* **BRIEF**: Could you output each line below exactly as it appears, excluding any pictures?

* **SOURCE RECORDS**:
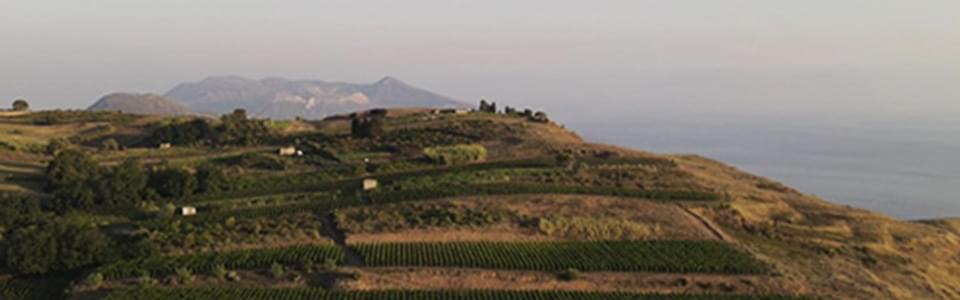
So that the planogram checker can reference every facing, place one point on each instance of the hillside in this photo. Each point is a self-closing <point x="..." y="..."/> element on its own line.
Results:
<point x="280" y="98"/>
<point x="146" y="104"/>
<point x="420" y="204"/>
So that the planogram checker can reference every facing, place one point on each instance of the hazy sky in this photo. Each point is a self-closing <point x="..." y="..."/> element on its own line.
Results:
<point x="813" y="57"/>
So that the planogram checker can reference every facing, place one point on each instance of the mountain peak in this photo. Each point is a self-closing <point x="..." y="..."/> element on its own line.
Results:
<point x="388" y="80"/>
<point x="148" y="104"/>
<point x="280" y="98"/>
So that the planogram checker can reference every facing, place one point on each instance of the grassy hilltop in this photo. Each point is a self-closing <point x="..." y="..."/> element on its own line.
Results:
<point x="465" y="205"/>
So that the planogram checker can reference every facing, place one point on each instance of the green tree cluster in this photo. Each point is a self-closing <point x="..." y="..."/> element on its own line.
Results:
<point x="368" y="127"/>
<point x="78" y="182"/>
<point x="55" y="246"/>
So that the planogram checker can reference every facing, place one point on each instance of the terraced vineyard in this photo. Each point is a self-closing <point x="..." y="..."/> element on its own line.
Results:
<point x="626" y="256"/>
<point x="319" y="294"/>
<point x="475" y="206"/>
<point x="204" y="263"/>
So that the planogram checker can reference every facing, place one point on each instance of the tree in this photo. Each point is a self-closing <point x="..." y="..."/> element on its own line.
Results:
<point x="211" y="179"/>
<point x="366" y="127"/>
<point x="56" y="246"/>
<point x="20" y="105"/>
<point x="80" y="246"/>
<point x="31" y="250"/>
<point x="540" y="117"/>
<point x="110" y="145"/>
<point x="173" y="182"/>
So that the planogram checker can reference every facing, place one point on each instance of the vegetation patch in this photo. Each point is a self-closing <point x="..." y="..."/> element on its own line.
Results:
<point x="320" y="294"/>
<point x="624" y="256"/>
<point x="458" y="154"/>
<point x="207" y="263"/>
<point x="417" y="215"/>
<point x="593" y="228"/>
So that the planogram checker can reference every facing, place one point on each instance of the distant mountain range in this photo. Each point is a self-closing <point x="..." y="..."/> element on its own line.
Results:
<point x="148" y="104"/>
<point x="276" y="98"/>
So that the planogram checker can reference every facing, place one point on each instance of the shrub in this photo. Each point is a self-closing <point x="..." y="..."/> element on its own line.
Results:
<point x="184" y="275"/>
<point x="277" y="270"/>
<point x="20" y="105"/>
<point x="145" y="279"/>
<point x="220" y="272"/>
<point x="330" y="265"/>
<point x="94" y="280"/>
<point x="110" y="145"/>
<point x="457" y="154"/>
<point x="570" y="274"/>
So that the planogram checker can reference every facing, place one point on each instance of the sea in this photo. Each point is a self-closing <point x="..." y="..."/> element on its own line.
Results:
<point x="905" y="169"/>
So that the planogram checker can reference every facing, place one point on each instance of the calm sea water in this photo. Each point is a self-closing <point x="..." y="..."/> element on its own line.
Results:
<point x="906" y="171"/>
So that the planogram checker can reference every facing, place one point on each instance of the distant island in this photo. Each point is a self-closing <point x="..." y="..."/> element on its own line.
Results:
<point x="276" y="98"/>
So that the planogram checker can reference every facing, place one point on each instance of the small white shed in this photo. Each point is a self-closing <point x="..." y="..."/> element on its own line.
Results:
<point x="187" y="211"/>
<point x="369" y="184"/>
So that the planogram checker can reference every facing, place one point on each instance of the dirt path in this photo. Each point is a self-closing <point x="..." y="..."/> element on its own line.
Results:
<point x="707" y="224"/>
<point x="352" y="258"/>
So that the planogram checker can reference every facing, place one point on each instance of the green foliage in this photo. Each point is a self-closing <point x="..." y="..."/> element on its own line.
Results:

* **SOLUTION FOR THIS EXERCISE**:
So that the planogram checker can reference every facing, place one point on each instance of the hillside in this photo. Each point is a self-closing <point x="..." y="..."/> element on its own line.
Results:
<point x="280" y="98"/>
<point x="146" y="104"/>
<point x="420" y="204"/>
So that the planogram checker can reference every facing, place one point on each instance of the hazy sky in this photo. Each point is a self-closing <point x="..." y="..."/> element on its own line.
Results:
<point x="813" y="57"/>
So that the planogram checker can reference every facing, place one point on each instance of the mountain peak in this photo. Each point is a self-closing <point x="..." y="..."/> element on its own line.
Results:
<point x="388" y="80"/>
<point x="148" y="104"/>
<point x="280" y="98"/>
So that the planogram checker can reference every facing, place one point on each instance of the grassy hilltop in this photo. Each point is a self-closing <point x="..." y="..."/> element on its own line.
Results:
<point x="465" y="205"/>
So that the planogram checker can reference every facing, place one point on each instance of the green tree cluster in this photo. Each point is a self-closing <point x="..." y="..."/> element on its own line.
Results:
<point x="368" y="127"/>
<point x="78" y="182"/>
<point x="55" y="246"/>
So that the planogram checker can reference every facing, place one point on each instance of the terraced vineyard in this photo. Each point is a self-closing <point x="..." y="..."/> element on its own line.
Results:
<point x="626" y="256"/>
<point x="319" y="294"/>
<point x="475" y="206"/>
<point x="204" y="263"/>
So that the planogram checker can reference every facing, place one point on each instance of the tree in this photo. Each point is a self-closing <point x="..." y="..."/> element on its own line.
Results:
<point x="211" y="179"/>
<point x="366" y="127"/>
<point x="56" y="246"/>
<point x="20" y="105"/>
<point x="80" y="246"/>
<point x="31" y="250"/>
<point x="540" y="117"/>
<point x="110" y="145"/>
<point x="173" y="182"/>
So that the planogram checker can reference every facing, place one point on each instance of the vegetation patch in this photo. Each point is a self-closing <point x="..." y="..."/> element on its own line.
Results:
<point x="320" y="294"/>
<point x="624" y="256"/>
<point x="458" y="154"/>
<point x="207" y="263"/>
<point x="417" y="215"/>
<point x="593" y="228"/>
So that the planogram checker can reference every facing, place one point on each instance of the distant mountain range in this photo. Each point is a self-closing <point x="..." y="..."/> element on its own line.
Results:
<point x="148" y="104"/>
<point x="276" y="98"/>
So that the planogram checker can reference every facing, place one point on each instance of the shrub in this photo. Each point is a self-closing <point x="..." y="..."/> element on its own line.
Results:
<point x="184" y="275"/>
<point x="277" y="270"/>
<point x="20" y="105"/>
<point x="145" y="279"/>
<point x="220" y="272"/>
<point x="330" y="265"/>
<point x="94" y="280"/>
<point x="110" y="145"/>
<point x="457" y="154"/>
<point x="570" y="274"/>
So that the planogram checker can reference every facing, place one point on each instance of the sea in this photo. Each point is a self-closing <point x="..." y="..."/> element on its own line.
Results:
<point x="905" y="169"/>
So that the planogram checker can reference every facing, place one point on each instance of the calm sea water in this photo. Each point is a self-closing <point x="..." y="..."/> element on its own line.
Results:
<point x="906" y="171"/>
So that the planogram checker can reference every facing, place one point on each instance of the distant island in this photo. Each point is a self-closing <point x="..." y="..."/> element on its own line.
Results:
<point x="276" y="98"/>
So that the planogram checker can reference every facing, place one point on each instance of the small white shed in this photo. Each point is a self-closing <point x="..." y="..."/> element on its own line.
Results:
<point x="187" y="211"/>
<point x="369" y="184"/>
So that the planogram checker can reference every facing, place one point on each instance of the dirt path in this photo. Each point is a self-closing <point x="..." y="..."/> element on its own line.
Results:
<point x="707" y="224"/>
<point x="352" y="258"/>
So that the planogram checker can reference every facing, place one point on each instance of the green foliage in this photo. Each point is a self-closing <point x="..." y="..."/> element on its own line.
Results:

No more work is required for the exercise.